Just the same, Mediate had to see for himself. He was standing - actually pacing - in the scoring area just off the 18th green as Woods was playing the par-5 finishing hole. He was clinging to a one-shot lead and aspirations of becoming, at age 45, the oldest U.S. Open champion in history.
Woods, meanwhile, seemed to be making a mess of the 18th hole. His tee shot found a fairway bunker on the left. His second shot went right, gobbled up by rough 105 yards from the hole. Johnny Miller was just saying how hard it would be "just to get it close," when Woods' third shot stopped 12 feet from the pin.
Everybody had a feeling what would come next.
"I knew he'd make it," Mediate said. "I just knew it."
Mediate, being a former Florida Southern College Moccasin, proved to be a smart man.
Now, how will he do today in golf's ultimate test, an 18-hole playoff with the world's No. 1 player after both finished four days at 1 under?
· · · ·
Direction 1
In the golf passage, how far from the pin did Woods' third shot on the 18th hole stop?
Direction 2
Reproduce the stretch of the golf passage from "Mediate, being a" through "at 1 under?" word for word.

Stored data
· · · ·
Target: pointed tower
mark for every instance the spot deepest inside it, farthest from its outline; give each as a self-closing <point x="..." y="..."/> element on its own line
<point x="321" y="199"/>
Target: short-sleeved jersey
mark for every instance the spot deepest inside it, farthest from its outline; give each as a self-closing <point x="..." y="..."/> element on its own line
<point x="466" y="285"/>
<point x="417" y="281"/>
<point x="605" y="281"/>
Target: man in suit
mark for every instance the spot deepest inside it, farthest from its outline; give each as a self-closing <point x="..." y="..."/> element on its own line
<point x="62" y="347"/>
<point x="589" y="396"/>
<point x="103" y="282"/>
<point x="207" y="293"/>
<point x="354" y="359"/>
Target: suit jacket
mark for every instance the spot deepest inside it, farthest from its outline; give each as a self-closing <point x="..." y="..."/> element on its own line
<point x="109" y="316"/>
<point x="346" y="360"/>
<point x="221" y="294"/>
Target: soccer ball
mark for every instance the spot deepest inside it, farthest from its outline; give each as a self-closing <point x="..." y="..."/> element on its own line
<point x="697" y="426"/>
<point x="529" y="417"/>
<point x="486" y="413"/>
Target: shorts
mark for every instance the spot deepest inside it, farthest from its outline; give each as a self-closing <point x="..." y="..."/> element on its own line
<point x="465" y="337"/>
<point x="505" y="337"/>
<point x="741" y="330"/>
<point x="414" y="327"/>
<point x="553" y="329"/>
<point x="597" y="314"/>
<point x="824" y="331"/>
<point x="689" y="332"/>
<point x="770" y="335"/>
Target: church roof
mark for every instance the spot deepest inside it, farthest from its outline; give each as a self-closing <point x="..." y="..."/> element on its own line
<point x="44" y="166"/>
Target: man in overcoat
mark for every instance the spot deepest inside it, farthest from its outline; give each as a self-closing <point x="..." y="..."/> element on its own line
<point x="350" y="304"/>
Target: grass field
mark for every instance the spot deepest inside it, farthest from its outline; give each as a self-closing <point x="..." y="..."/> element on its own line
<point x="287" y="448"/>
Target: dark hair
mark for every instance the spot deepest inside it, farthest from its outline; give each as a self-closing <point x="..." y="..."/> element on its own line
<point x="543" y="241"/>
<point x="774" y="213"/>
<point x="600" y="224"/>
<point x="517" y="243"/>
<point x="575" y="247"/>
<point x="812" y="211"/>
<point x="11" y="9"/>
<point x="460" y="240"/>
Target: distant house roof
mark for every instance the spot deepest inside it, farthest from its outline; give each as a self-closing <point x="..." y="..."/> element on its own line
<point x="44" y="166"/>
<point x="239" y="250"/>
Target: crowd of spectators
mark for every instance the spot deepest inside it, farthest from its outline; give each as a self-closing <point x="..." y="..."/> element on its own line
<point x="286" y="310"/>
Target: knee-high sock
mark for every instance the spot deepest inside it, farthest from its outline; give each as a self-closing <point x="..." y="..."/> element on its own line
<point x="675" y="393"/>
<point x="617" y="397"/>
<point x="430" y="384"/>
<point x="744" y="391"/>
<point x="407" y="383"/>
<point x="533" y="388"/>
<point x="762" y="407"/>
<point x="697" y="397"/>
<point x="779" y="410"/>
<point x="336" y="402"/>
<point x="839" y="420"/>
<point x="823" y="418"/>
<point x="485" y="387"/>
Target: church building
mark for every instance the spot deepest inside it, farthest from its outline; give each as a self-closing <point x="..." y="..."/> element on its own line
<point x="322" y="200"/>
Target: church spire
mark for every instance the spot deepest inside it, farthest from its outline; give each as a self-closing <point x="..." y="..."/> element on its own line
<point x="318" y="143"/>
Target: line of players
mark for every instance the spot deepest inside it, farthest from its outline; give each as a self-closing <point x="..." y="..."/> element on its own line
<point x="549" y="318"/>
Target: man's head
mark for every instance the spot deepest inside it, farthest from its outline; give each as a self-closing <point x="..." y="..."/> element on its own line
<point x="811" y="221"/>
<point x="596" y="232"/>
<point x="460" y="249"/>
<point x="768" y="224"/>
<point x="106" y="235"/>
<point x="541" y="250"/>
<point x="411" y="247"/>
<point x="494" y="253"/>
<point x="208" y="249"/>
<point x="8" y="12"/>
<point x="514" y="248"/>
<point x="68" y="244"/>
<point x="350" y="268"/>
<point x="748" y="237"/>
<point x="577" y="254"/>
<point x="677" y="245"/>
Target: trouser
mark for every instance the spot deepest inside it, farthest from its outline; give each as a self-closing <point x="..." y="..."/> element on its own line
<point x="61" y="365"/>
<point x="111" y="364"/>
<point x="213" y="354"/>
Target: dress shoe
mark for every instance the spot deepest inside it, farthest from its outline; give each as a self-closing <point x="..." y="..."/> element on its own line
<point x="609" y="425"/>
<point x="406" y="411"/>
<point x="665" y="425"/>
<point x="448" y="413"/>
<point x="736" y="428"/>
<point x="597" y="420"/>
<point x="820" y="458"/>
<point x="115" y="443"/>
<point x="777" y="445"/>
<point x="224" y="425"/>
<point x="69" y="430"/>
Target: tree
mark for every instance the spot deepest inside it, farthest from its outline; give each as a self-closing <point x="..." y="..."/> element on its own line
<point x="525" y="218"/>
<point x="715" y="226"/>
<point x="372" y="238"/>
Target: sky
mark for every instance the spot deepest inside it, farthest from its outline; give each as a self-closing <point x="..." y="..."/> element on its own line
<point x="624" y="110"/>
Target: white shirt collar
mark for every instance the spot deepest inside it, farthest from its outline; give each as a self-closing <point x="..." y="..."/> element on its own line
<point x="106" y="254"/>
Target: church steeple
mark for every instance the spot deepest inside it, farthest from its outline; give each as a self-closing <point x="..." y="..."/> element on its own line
· · · ·
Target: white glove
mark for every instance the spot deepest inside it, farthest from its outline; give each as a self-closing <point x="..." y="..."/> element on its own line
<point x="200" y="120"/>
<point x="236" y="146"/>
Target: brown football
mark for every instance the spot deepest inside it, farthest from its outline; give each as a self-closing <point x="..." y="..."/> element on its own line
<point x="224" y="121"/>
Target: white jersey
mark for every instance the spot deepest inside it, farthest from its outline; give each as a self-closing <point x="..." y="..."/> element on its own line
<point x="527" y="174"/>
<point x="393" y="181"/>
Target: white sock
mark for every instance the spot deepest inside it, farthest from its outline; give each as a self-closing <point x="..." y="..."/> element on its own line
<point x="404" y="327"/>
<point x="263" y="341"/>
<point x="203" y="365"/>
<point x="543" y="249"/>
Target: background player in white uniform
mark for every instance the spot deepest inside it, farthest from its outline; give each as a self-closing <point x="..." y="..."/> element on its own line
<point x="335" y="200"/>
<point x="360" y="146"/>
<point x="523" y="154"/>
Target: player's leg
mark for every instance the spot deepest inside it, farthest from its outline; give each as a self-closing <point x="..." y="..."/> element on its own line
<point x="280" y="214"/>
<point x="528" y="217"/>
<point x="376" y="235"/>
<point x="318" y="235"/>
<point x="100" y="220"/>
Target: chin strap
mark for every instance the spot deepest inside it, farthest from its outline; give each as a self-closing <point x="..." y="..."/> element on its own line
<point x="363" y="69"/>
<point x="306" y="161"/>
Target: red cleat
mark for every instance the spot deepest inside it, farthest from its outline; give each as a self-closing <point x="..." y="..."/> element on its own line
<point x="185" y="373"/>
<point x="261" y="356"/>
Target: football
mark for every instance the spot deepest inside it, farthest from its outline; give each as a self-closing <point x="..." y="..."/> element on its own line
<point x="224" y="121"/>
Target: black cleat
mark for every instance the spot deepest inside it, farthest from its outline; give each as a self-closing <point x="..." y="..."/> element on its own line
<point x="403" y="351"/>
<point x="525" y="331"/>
· · · ·
Reply 1
It stopped 12 feet from the pin.

Reply 2
Mediate, being a former Florida Southern College Moccasin, proved to be a smart man.
Now, how will he do today in golf's ultimate test, an 18-hole playoff with the world's No. 1 player after both finished four days at 1 under?